■ TEXTE SOURCE
↓

Nous sommes malheureusement habitués à entendre, et devenir témoins, des mensonges, des malversations, des délits commis par celles et ceux qui n’envisagent leur prochain que comme un mouton à tondre, un naïf a escroquer.
Habitués certes, mais toujours abasourdis par l’ampleur de l’assurance de ces patrons à croire leurs salariés, en état de faiblesse et enfermés dans une forme de servitude volontaire, annihilant toute capacité à se défendre.

Bakary avait besoin, de « crever l’abcès », de « vider son sac », de crier sa fureur à avoir été trompé, méprisé, atteint dans sa dignité.
Cela a occupé près de la moitié de la permanence.
Autours de la table, d’autres camarades (ayant pu connaître de véritables galères), restaient éberlués, semblaient soufflés, à l’écoute de ce qu’avait accepté Bakary.

↑

■ LIGNES DE DONNÉES

↓

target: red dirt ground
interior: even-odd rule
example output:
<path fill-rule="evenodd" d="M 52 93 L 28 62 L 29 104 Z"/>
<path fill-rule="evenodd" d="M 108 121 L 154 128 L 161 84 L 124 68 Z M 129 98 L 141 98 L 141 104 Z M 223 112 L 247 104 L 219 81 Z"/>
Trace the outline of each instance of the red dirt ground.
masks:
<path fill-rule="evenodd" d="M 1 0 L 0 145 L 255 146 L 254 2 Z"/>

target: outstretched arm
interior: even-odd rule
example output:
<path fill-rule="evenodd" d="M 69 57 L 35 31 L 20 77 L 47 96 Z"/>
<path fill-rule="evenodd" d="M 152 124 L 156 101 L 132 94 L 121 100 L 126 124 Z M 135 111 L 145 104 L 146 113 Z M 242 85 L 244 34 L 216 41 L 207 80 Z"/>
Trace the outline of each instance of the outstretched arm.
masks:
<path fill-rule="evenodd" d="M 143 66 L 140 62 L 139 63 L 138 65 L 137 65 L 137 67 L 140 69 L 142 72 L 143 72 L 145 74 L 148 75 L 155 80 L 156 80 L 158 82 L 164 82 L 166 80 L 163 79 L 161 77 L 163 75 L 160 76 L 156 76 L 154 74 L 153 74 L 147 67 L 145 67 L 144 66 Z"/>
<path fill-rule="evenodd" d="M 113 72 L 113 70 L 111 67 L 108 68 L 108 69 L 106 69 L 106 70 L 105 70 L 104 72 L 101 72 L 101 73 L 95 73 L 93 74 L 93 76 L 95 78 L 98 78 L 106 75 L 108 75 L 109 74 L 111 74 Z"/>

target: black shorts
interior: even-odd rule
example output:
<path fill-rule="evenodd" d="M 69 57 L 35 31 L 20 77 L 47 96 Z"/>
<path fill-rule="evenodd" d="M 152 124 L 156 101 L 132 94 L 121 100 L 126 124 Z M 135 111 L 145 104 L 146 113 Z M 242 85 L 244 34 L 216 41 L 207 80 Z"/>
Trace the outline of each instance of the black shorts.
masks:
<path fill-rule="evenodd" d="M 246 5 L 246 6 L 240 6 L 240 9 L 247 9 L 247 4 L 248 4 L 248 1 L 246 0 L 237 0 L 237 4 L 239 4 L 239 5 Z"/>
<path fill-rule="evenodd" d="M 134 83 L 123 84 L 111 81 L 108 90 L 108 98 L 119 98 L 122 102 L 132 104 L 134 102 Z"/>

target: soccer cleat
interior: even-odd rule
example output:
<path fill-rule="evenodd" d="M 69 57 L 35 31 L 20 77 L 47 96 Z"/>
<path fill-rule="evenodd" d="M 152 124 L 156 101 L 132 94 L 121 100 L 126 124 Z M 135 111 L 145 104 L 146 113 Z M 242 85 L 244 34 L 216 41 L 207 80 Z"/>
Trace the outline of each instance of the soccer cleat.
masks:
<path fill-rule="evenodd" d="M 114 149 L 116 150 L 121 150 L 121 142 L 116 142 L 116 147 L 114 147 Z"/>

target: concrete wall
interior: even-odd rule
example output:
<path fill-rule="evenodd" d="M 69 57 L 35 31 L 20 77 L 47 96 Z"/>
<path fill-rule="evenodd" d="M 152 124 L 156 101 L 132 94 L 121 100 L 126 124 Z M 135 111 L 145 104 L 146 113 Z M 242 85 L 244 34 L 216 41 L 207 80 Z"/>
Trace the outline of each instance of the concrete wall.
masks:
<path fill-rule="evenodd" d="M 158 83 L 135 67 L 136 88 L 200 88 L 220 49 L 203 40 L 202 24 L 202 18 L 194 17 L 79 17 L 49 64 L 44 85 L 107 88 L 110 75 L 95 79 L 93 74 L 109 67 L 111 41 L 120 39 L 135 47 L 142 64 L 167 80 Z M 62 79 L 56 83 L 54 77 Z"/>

↑

■ OBJECTIF VISÉ
Transcrivez à l'identique, s'il vous plaît, le passage du texte source qui commence aux mots « Nous sommes malheureusement » et s'arrête après les mots « qu’avait accepté Bakary. ». Appuyez-vous uniquement sur le texte source.

■ RÉPONSE ATTENDUE
Nous sommes malheureusement habitués à entendre, et devenir témoins, des mensonges, des malversations, des délits commis par celles et ceux qui n’envisagent leur prochain que comme un mouton à tondre, un naïf a escroquer.
Habitués certes, mais toujours abasourdis par l’ampleur de l’assurance de ces patrons à croire leurs salariés, en état de faiblesse et enfermés dans une forme de servitude volontaire, annihilant toute capacité à se défendre.

Bakary avait besoin, de « crever l’abcès », de « vider son sac », de crier sa fureur à avoir été trompé, méprisé, atteint dans sa dignité.
Cela a occupé près de la moitié de la permanence.
Autours de la table, d’autres camarades (ayant pu connaître de véritables galères), restaient éberlués, semblaient soufflés, à l’écoute de ce qu’avait accepté Bakary.